— Start RAW RECORDS —

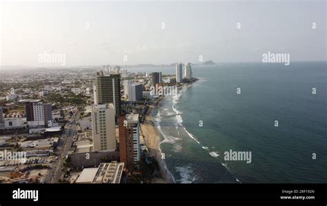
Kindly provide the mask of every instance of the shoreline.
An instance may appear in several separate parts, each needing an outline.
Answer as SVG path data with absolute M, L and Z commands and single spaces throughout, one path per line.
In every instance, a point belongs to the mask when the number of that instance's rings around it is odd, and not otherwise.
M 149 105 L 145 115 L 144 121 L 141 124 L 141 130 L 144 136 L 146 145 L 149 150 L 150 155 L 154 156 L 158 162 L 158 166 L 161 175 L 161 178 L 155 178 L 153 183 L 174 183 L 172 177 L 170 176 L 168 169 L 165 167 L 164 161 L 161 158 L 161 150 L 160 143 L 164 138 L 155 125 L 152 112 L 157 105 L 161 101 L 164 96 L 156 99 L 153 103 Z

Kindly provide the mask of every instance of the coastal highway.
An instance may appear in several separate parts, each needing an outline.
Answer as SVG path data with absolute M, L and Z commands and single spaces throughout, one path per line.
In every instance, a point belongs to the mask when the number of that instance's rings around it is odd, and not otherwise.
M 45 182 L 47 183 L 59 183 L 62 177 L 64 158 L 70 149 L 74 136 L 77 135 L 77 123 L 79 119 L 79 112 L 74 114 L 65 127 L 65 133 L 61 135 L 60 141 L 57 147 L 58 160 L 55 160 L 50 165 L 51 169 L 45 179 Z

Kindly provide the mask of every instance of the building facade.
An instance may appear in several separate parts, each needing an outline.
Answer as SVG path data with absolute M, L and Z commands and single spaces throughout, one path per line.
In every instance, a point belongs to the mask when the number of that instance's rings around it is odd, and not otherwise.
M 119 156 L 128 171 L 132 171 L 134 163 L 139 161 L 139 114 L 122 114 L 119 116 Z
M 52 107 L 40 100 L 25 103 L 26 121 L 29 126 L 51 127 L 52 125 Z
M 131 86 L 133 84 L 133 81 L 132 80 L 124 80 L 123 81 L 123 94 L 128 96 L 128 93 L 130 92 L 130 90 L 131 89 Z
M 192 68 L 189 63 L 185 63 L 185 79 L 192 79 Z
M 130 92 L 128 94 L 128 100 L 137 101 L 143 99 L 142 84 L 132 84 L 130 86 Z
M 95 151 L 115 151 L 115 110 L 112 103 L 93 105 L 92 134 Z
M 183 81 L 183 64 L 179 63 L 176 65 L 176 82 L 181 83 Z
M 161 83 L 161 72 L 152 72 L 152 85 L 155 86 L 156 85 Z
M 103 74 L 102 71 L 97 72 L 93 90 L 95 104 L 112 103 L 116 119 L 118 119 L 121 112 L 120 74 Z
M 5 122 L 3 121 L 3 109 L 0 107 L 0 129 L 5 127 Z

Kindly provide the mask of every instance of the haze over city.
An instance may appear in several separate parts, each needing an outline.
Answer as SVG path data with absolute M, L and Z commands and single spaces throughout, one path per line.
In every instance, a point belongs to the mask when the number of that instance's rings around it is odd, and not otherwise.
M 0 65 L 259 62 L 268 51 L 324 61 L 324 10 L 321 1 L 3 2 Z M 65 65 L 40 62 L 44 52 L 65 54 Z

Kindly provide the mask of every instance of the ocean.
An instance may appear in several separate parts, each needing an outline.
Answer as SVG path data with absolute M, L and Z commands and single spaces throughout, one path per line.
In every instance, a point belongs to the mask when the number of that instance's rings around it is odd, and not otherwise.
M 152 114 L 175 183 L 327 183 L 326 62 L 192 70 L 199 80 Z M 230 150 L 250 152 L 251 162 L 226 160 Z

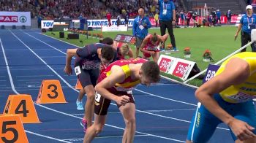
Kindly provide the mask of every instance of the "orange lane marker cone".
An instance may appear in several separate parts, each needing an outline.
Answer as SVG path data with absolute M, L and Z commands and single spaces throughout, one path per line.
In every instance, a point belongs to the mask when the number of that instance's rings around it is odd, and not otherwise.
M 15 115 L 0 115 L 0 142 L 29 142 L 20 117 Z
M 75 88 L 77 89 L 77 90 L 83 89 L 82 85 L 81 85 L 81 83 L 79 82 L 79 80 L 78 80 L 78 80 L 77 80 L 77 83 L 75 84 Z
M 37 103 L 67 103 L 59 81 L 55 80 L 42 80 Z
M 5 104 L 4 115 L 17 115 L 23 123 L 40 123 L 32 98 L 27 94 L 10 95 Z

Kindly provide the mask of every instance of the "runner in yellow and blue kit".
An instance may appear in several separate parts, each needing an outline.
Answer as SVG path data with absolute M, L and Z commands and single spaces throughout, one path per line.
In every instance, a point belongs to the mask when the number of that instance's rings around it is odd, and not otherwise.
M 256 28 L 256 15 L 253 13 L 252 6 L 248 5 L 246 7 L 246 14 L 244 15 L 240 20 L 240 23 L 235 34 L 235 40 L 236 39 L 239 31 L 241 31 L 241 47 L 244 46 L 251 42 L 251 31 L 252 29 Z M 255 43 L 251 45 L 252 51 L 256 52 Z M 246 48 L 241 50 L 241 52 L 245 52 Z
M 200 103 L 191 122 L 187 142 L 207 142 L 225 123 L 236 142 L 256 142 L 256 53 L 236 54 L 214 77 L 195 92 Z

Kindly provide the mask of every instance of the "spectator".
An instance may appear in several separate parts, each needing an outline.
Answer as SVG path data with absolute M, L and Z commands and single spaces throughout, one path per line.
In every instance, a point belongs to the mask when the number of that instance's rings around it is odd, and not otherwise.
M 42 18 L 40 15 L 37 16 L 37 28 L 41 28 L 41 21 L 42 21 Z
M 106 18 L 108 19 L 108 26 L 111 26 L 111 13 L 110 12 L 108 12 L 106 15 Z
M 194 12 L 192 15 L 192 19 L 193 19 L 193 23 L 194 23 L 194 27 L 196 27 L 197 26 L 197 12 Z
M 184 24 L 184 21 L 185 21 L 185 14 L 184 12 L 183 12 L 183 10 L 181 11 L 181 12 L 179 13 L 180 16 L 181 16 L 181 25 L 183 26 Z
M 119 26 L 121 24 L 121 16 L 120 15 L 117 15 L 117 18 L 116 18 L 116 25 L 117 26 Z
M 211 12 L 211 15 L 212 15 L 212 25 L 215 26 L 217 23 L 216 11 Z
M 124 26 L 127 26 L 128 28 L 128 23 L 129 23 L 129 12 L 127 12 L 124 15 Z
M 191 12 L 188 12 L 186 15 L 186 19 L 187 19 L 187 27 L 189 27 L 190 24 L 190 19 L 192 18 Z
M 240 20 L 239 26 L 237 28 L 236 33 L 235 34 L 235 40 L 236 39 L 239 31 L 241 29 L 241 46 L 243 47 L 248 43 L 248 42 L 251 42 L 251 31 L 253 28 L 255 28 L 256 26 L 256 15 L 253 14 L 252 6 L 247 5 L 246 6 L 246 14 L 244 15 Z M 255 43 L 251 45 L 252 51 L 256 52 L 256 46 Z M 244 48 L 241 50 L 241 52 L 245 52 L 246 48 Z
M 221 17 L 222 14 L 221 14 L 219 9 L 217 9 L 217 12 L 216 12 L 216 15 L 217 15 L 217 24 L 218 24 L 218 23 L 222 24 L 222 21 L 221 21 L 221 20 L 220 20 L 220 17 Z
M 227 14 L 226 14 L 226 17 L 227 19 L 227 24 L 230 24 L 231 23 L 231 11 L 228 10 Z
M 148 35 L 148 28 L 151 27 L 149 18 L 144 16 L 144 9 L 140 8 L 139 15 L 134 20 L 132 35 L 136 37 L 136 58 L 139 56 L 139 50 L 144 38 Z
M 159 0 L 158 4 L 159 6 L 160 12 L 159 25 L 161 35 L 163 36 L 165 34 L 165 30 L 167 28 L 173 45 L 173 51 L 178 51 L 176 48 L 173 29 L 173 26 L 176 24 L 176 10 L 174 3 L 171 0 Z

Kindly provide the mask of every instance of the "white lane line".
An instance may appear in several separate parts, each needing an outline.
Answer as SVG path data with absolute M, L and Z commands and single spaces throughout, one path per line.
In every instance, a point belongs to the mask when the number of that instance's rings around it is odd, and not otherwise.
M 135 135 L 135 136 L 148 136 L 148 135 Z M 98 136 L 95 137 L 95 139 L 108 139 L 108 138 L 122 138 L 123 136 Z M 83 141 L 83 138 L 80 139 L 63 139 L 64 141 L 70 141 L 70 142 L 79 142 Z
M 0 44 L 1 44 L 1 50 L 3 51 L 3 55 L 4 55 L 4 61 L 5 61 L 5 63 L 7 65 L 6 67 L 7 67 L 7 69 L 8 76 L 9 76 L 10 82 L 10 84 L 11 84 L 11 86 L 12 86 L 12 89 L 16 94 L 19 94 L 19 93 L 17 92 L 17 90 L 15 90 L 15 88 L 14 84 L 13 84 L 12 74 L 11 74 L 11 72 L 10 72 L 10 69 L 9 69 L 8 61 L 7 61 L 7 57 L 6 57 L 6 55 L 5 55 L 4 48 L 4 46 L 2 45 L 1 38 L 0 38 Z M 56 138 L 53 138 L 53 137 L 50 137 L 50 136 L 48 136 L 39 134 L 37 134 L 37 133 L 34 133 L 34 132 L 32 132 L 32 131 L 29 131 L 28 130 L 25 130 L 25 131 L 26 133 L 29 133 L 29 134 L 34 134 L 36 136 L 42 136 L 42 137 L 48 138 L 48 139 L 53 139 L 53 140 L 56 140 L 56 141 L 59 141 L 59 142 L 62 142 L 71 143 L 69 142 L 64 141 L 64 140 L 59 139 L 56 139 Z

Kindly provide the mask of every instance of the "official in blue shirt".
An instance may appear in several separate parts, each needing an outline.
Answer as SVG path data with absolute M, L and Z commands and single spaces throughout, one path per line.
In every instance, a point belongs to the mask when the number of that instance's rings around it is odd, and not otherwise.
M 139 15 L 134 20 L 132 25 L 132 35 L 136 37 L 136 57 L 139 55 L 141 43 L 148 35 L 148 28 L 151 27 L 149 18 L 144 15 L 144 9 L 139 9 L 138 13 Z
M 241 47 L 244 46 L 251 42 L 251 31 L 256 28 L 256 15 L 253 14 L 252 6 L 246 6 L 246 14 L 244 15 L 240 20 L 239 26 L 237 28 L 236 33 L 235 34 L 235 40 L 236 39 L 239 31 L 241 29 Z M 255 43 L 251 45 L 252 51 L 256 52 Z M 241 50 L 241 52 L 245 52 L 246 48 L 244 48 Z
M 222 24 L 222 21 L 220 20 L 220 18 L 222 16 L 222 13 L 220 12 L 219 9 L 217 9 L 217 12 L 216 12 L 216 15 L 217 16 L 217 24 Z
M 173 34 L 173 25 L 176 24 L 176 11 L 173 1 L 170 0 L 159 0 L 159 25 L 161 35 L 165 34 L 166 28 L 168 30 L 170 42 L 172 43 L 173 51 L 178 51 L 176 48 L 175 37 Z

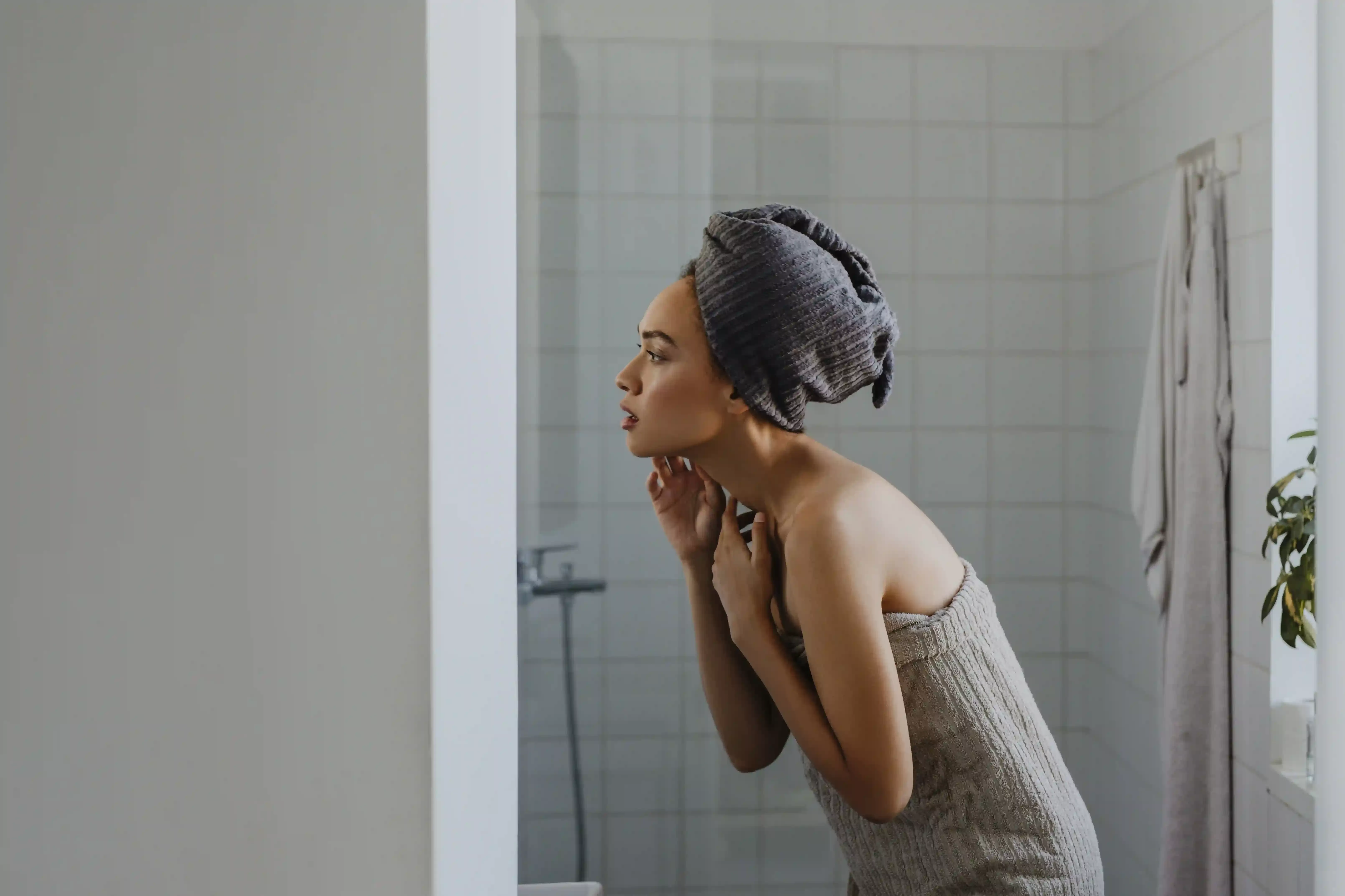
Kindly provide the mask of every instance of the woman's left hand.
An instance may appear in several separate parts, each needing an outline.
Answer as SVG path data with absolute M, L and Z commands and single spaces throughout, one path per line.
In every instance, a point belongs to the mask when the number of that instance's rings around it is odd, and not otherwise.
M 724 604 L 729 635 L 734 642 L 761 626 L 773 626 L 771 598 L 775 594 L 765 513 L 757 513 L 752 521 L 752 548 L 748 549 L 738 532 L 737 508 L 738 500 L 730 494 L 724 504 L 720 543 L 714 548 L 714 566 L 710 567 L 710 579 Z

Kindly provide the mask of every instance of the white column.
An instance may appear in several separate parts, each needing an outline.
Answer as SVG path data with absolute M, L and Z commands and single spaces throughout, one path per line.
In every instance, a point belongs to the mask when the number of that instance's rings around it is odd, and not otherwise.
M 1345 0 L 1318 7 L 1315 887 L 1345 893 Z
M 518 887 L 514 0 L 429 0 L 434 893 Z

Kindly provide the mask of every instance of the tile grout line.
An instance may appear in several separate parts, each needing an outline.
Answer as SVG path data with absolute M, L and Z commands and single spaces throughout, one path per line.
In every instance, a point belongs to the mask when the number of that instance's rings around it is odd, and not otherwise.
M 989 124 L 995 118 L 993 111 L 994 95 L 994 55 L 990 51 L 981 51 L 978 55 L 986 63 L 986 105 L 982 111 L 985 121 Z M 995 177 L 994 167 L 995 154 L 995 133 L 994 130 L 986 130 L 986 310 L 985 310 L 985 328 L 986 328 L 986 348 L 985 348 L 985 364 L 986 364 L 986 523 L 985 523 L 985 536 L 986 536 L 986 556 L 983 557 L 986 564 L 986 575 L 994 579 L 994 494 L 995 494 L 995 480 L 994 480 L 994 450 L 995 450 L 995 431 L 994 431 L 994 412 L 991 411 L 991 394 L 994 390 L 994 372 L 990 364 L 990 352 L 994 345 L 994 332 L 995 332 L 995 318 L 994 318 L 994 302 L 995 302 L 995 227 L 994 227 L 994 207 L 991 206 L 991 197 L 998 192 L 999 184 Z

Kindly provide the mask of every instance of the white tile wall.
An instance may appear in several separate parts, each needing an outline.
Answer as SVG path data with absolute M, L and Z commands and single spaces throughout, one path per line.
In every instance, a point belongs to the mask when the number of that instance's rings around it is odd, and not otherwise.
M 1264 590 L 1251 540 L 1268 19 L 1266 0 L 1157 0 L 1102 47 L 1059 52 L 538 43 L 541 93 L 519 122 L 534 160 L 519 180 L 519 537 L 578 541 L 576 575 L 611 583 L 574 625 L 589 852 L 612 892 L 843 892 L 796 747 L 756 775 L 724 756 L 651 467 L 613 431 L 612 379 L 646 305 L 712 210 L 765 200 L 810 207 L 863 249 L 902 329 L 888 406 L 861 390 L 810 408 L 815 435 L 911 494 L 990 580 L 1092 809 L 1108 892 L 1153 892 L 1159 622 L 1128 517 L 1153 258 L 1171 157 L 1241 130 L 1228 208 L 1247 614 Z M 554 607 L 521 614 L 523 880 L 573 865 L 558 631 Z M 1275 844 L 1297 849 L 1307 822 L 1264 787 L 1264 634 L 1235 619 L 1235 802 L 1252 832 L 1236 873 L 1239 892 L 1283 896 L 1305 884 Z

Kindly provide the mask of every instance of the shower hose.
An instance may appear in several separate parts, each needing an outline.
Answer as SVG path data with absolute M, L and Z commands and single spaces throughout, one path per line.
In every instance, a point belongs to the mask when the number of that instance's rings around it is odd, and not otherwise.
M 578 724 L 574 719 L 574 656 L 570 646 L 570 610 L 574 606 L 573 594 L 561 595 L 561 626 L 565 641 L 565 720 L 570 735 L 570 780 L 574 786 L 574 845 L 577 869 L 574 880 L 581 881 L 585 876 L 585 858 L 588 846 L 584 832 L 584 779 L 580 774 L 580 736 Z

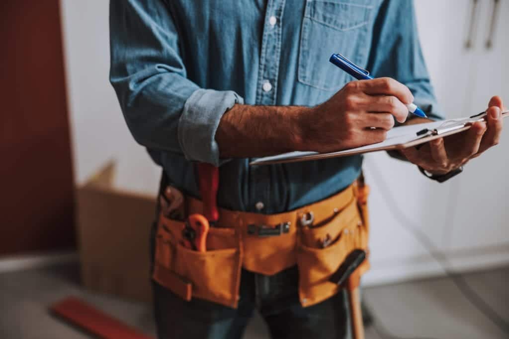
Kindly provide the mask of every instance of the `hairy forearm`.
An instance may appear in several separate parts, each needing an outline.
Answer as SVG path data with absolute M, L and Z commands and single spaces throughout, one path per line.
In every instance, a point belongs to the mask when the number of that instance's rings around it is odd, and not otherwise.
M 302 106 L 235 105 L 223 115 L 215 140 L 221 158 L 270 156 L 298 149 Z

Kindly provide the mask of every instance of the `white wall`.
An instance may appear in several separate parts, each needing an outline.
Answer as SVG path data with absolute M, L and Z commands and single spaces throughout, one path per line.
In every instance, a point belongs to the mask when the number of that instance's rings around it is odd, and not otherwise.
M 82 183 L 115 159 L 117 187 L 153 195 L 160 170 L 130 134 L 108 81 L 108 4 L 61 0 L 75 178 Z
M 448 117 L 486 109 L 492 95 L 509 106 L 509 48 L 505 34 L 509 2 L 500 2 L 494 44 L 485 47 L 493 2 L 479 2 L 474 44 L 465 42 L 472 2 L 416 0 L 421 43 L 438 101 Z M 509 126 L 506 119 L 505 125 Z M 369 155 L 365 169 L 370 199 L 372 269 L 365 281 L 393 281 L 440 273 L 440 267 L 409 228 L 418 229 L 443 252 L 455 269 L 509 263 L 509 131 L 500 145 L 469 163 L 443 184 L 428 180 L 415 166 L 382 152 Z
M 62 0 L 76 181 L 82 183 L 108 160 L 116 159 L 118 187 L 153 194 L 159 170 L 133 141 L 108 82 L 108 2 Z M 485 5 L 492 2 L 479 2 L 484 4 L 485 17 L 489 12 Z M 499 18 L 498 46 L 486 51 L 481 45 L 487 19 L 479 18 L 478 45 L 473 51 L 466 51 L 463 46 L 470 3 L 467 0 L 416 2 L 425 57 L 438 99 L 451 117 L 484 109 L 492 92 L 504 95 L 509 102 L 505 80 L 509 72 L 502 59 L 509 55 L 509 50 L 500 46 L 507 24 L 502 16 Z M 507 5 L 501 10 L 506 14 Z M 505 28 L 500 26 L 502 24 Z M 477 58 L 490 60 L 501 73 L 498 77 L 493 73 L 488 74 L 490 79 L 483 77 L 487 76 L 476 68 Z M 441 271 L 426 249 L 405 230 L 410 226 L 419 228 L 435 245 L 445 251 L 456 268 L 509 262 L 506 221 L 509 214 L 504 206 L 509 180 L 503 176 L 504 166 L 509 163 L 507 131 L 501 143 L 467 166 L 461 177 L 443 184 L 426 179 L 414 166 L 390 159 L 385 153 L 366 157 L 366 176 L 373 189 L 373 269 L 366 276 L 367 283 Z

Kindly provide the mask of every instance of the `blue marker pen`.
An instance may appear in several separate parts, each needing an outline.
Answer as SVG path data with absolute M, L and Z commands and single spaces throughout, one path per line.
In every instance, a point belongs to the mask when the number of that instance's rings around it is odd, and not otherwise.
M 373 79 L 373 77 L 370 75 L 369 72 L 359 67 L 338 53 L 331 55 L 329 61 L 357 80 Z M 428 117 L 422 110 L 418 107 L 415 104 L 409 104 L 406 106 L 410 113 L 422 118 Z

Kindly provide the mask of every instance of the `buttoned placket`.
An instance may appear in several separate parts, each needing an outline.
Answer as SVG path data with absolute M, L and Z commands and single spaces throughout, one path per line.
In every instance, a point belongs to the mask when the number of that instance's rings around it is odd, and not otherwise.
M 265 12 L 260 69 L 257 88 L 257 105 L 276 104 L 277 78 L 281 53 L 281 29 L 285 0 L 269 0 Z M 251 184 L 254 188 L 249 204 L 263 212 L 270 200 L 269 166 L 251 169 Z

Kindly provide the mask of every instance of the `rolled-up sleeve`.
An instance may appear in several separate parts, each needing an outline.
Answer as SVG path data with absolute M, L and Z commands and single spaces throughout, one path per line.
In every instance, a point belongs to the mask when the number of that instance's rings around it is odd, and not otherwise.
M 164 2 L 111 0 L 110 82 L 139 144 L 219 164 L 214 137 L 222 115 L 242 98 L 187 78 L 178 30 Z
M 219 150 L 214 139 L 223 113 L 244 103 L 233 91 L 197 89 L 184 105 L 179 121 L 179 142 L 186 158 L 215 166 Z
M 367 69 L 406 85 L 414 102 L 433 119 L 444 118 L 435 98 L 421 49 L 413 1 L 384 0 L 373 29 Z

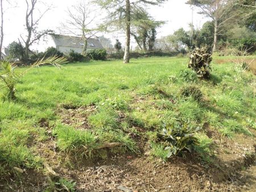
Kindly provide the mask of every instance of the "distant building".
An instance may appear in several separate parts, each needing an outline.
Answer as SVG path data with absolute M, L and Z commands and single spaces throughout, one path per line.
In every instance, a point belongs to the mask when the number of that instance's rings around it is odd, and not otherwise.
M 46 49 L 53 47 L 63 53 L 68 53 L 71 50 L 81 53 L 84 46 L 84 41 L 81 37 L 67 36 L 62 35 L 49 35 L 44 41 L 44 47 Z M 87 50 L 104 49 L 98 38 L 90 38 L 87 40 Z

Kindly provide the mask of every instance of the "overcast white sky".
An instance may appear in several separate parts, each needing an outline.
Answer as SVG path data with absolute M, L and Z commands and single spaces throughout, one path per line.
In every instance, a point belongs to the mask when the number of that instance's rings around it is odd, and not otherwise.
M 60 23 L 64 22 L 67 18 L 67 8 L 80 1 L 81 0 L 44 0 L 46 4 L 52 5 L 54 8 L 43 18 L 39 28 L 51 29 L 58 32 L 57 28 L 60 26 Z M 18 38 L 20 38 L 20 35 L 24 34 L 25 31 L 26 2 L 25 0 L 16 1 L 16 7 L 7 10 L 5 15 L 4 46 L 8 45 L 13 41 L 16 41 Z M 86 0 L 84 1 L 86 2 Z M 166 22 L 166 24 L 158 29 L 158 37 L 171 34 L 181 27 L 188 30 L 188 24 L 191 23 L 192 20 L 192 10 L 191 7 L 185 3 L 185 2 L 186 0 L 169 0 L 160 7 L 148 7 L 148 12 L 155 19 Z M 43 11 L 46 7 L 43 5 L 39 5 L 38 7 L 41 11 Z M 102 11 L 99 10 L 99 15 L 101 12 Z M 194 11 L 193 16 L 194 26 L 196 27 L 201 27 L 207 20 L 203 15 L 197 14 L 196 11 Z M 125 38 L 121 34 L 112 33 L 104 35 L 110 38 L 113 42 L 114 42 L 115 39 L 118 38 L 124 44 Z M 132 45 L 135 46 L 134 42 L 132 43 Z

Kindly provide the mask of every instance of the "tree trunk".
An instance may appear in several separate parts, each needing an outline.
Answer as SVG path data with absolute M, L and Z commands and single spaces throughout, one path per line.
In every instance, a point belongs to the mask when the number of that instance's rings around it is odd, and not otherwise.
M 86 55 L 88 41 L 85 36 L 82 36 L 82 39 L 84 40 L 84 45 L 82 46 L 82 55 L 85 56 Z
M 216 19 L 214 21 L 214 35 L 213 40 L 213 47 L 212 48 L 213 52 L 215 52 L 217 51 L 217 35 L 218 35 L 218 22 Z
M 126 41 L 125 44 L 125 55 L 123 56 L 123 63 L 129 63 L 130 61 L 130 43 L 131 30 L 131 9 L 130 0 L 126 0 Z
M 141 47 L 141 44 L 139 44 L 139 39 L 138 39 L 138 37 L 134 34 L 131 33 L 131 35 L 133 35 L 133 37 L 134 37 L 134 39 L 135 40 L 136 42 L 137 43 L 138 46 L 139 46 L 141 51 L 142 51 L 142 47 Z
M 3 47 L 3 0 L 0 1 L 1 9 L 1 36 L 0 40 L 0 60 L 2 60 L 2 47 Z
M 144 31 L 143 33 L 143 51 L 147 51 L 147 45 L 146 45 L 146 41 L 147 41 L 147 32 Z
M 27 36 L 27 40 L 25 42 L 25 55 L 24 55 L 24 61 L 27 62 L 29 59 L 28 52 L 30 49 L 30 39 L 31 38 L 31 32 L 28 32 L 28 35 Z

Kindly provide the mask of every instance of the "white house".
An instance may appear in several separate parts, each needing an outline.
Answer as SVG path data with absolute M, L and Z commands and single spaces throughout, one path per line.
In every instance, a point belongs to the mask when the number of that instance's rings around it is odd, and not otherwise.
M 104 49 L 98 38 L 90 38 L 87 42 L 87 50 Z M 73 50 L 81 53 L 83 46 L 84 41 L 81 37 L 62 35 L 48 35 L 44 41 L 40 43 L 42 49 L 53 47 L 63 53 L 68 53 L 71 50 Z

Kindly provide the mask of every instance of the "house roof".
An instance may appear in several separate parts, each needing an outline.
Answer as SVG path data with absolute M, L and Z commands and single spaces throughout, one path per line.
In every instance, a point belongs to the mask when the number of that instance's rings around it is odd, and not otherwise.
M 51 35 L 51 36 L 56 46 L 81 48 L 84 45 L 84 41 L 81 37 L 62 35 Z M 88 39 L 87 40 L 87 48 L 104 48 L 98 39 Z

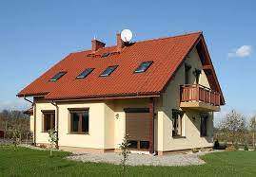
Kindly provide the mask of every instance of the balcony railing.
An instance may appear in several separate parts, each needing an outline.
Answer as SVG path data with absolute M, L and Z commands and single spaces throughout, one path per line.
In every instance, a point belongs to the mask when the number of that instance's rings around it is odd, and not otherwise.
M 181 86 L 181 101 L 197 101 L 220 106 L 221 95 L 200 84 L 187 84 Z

— End RAW RECORDS —

** EXERCISE OBJECTIVE **
From the listing above, pull out the lines starting at the one containing "Kindly provide the mask of every instance of the coastal" and ending after the one containing "M 5 122 L 3". Reproduce them without any change.

** THE COMPLETED TASK **
Kindly provide the mask of every instance of the coastal highway.
An instance may appear in several separate parts, each needing an outline.
Answer as SVG path data with absolute M, L and Z commands and single spaces throughout, one path per line.
In every instance, a point belongs to the mask when the number of that instance's rings around it is odd, and not otherwise.
M 45 182 L 47 183 L 59 183 L 62 177 L 64 158 L 70 149 L 74 136 L 77 135 L 77 123 L 79 119 L 79 112 L 74 114 L 65 127 L 65 133 L 61 135 L 60 141 L 57 147 L 58 160 L 55 160 L 50 165 L 51 169 L 45 179 Z

Kindly provide the mask of every instance of the building facade.
An instance may appear in several separate parts, each needing an outline.
Answer as SVG path data with absolute M, L and Z commands and single spaces throughout, one path per line.
In every instance, a point belongs to the mask when the number of that instance's rings around it is odd, and not otherwise.
M 119 156 L 128 171 L 132 171 L 134 163 L 139 161 L 139 114 L 122 114 L 119 116 Z
M 52 107 L 40 100 L 25 103 L 26 121 L 29 126 L 51 127 L 52 125 Z
M 131 86 L 133 84 L 133 81 L 132 80 L 124 80 L 123 81 L 123 94 L 128 96 L 128 93 L 130 92 L 130 90 L 131 89 Z
M 192 68 L 189 63 L 185 63 L 185 79 L 192 79 Z
M 130 92 L 128 94 L 128 100 L 137 101 L 143 99 L 142 84 L 132 84 L 130 86 Z
M 95 151 L 115 151 L 115 110 L 112 103 L 93 105 L 92 134 Z
M 183 81 L 183 64 L 179 63 L 176 65 L 176 82 L 181 83 Z
M 161 83 L 161 72 L 152 72 L 152 85 L 155 86 L 156 85 Z
M 103 74 L 102 71 L 97 72 L 93 90 L 95 104 L 112 103 L 116 119 L 118 119 L 121 112 L 120 74 Z
M 5 122 L 3 121 L 3 109 L 0 107 L 0 129 L 5 127 Z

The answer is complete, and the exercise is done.